- [Exercise task]
Return every record exactly as written.

_____

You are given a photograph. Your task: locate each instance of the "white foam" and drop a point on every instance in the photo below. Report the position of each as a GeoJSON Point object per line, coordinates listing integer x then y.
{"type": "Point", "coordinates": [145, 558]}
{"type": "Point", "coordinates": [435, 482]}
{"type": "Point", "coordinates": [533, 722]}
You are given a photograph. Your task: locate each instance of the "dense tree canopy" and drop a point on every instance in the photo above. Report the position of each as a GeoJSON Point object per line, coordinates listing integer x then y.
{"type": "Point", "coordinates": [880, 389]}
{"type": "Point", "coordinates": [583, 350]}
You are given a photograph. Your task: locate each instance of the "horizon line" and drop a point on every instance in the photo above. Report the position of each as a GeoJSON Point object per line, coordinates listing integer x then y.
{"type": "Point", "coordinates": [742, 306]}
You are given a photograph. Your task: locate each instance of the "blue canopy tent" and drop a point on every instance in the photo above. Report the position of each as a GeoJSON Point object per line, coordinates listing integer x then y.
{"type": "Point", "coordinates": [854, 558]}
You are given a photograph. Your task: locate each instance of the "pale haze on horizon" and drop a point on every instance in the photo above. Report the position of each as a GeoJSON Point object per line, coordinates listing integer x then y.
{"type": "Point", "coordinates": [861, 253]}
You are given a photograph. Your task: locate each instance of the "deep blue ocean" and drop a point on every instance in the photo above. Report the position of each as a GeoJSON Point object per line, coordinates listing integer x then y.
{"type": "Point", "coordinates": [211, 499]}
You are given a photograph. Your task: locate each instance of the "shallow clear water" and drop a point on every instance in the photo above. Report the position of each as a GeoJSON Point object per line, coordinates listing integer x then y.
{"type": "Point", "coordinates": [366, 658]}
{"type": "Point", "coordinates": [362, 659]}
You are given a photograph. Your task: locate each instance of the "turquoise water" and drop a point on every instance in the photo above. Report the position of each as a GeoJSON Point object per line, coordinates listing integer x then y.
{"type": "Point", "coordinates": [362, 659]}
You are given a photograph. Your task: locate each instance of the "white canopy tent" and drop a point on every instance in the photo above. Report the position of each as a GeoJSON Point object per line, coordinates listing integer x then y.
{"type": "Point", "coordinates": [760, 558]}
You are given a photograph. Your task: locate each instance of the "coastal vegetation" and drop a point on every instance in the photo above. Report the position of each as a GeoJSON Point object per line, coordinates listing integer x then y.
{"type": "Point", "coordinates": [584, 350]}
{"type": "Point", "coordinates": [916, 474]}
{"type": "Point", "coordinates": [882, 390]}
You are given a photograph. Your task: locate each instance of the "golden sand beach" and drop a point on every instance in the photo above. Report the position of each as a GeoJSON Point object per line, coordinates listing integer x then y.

_____

- [Solution below]
You are given a photograph. Your task: locate each instance of the "white foam" and drop a point on every instance in the photo below. Report the position of each as a GeoJSON Point object per line, coordinates listing integer x then y.
{"type": "Point", "coordinates": [145, 558]}
{"type": "Point", "coordinates": [435, 482]}
{"type": "Point", "coordinates": [533, 722]}
You are given a photograph. Your task: locate each instance of the "dense tree canopy" and drop a point on every instance in the photo above. Report the position of each as a GeoJSON Point object per line, coordinates listing integer x then y.
{"type": "Point", "coordinates": [880, 389]}
{"type": "Point", "coordinates": [583, 350]}
You are given a photograph. Your task: locate each instance of the "horizon line" and drop a point on every instance in the photo above. Report the position of each as a GeoJSON Point object per line, coordinates listing integer x then y.
{"type": "Point", "coordinates": [742, 306]}
You are given a photograph. Your task: locate each instance of the "blue canopy tent" and drop a point on every instance in the photo above. Report the position of each as a GeoJSON Point object per line, coordinates listing integer x then y.
{"type": "Point", "coordinates": [854, 558]}
You are given a photograph. Your task: locate each instance of the "pale haze on horizon" and drop a point on every instance in the photo above. Report the position of each as a GeoJSON Point object per line, coordinates listing integer x then y.
{"type": "Point", "coordinates": [861, 253]}
You are given a photograph. Your task: locate each instance of the "deep blue ocean" and drop a point on every instance in the photo above. Report the position of each as a GeoJSON Point object per line, coordinates listing integer x then y.
{"type": "Point", "coordinates": [211, 499]}
You are given a photograph. Your task: locate each instance of the "shallow clear water" and drop a point on every instance in the photo above. Report the position of each as a GeoJSON Point object per line, coordinates listing integer x then y.
{"type": "Point", "coordinates": [366, 658]}
{"type": "Point", "coordinates": [362, 659]}
You are given a photograph. Your task: locate each instance of the "turquoise water" and drop a point on every instance in the photo above. Report the position of each as a GeoJSON Point object per line, coordinates listing integer x then y.
{"type": "Point", "coordinates": [362, 659]}
You are given a photograph. Your task: locate each instance of the "white canopy tent" and drop a point on every instance in the photo above. Report the position of each as a GeoJSON Point object per line, coordinates listing integer x then y.
{"type": "Point", "coordinates": [760, 558]}
You are given a photograph. Your task: locate each instance of the "coastal vegetation" and drop a point on every instance in the photo above. Report the position of each as a GeoJSON Point object per line, coordinates listing integer x then y.
{"type": "Point", "coordinates": [584, 350]}
{"type": "Point", "coordinates": [916, 474]}
{"type": "Point", "coordinates": [882, 390]}
You are given a photograph. Your task: locate each instance of the "golden sand beach" and drop a point on every instance in the photo above. Report the position of each as a GeoJSON Point object per line, coordinates listing integer x then y.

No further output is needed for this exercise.